Nauczyciel czy funkcjonariusz


• Czy pomysł wicepremiera Romana Giertycha ma szansę na realizację
• Uczniowie podlegaliby surowszym sankcjom karnym za napaść na nauczyciela
• Za przekroczenie uprawnień nauczyciel naraziłby się na karę więzienia do lat 3


 

Funkcjonariusze publiczni podlegają szczególnej ochronie prawnej, ponieważ działają i występują w imieniu państwa. Chronią ich przede wszystkim przepisy prawa karnego. Przewiduje ono surowsze kary za znieważenie, naruszenie nietykalności cielesnej funkcjonariuszy publicznych oraz czynną napaść na ich osobę. Ale na funkcjonariuszach spoczywa jednocześnie większa odpowiedzialność.

Pomysł ministra edukacji narodowej Romana Giertycha zaliczenia nauczycieli do funkcjonariuszy publicznych ma gwarantować im większą ochronę np. w przypadku agresji ze strony uczniów klas starszych. Dla winowajców jest wówczas większy zakres kar – mówi Krystyna Szumilas, przewodnicząca sejmowej Komisji Edukacji, Nauki i Młodzieży. Jednocześnie to uczeń wymaga ochrony, nauczyciel zawsze występuje z pozycji siły, lepiej by występował z pozycji autorytetu – dodaje przewodnicząca.

* [Polecenie 1]:
Jaką funkcję w Sejmie pełni Krystyna Szumilas według wyodrębnionego tekstu?
* [Polecenie 2]:
Przepisz bez zmian fragment wyodrębnionego tekstu, który zaczyna się od słów zawierających „Funkcjonariusze publiczni podlegają”, a kończy na „autorytetu – dodaje przewodnicząca.”.
* [Polecenie 3]:
Czy poniższe zdania zgadzają się z wyodrębnionym tekstem? Przy każdym odpowiedz tak lub nie i przytocz rozstrzygające słowa tekstu.
(a) Za przekroczenie uprawnień nauczycielowi groziłoby do 3 lat więzienia.
(b) Funkcjonariuszy publicznych chronią przede wszystkim przepisy prawa cywilnego.
(c) Krystyna Szumilas twierdzi, że nauczyciel zawsze występuje z pozycji autorytetu.

* [Podane informacje]:
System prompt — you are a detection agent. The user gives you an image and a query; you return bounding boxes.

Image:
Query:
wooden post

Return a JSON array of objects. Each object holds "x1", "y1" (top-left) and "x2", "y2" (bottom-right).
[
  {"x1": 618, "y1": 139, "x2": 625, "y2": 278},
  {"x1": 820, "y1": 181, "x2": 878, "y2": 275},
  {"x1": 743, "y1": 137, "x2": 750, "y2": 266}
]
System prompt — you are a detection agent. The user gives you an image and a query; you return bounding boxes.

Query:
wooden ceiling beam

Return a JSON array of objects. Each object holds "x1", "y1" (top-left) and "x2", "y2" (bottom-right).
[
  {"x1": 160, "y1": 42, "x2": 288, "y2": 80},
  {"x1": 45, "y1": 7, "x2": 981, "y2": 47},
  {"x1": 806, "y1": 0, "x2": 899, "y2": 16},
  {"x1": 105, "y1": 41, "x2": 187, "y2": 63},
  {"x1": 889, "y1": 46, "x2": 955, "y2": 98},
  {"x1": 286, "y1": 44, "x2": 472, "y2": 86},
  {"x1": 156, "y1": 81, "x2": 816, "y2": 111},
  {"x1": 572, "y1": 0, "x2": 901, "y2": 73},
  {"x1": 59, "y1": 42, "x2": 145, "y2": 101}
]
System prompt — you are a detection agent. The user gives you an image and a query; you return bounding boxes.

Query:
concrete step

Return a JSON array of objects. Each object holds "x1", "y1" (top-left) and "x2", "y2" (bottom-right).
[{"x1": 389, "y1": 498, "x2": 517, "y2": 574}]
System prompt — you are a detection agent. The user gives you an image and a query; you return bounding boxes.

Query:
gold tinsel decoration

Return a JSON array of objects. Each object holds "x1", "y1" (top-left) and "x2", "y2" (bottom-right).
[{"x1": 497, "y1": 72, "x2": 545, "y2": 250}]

* [Wynik zadania 1]:
Jest przewodniczącą sejmowej Komisji Edukacji, Nauki i Młodzieży.

* [Wynik zadania 2]:
Funkcjonariusze publiczni podlegają szczególnej ochronie prawnej, ponieważ działają i występują w imieniu państwa. Chronią ich przede wszystkim przepisy prawa karnego. Przewiduje ono surowsze kary za znieważenie, naruszenie nietykalności cielesnej funkcjonariuszy publicznych oraz czynną napaść na ich osobę. Ale na funkcjonariuszach spoczywa jednocześnie większa odpowiedzialność.

Pomysł ministra edukacji narodowej Romana Giertycha zaliczenia nauczycieli do funkcjonariuszy publicznych ma gwarantować im większą ochronę np. w przypadku agresji ze strony uczniów klas starszych. Dla winowajców jest wówczas większy zakres kar – mówi Krystyna Szumilas, przewodnicząca sejmowej Komisji Edukacji, Nauki i Młodzieży. Jednocześnie to uczeń wymaga ochrony, nauczyciel zawsze występuje z pozycji siły, lepiej by występował z pozycji autorytetu – dodaje przewodnicząca.

* [Wynik zadania 3]:
(a) Tak: „Za przekroczenie uprawnień nauczyciel naraziłby się na karę więzienia do lat 3”.
(b) Nie: „Chronią ich przede wszystkim przepisy prawa karnego.”
(c) Nie: „nauczyciel zawsze występuje z pozycji siły, lepiej by występował z pozycji autorytetu”.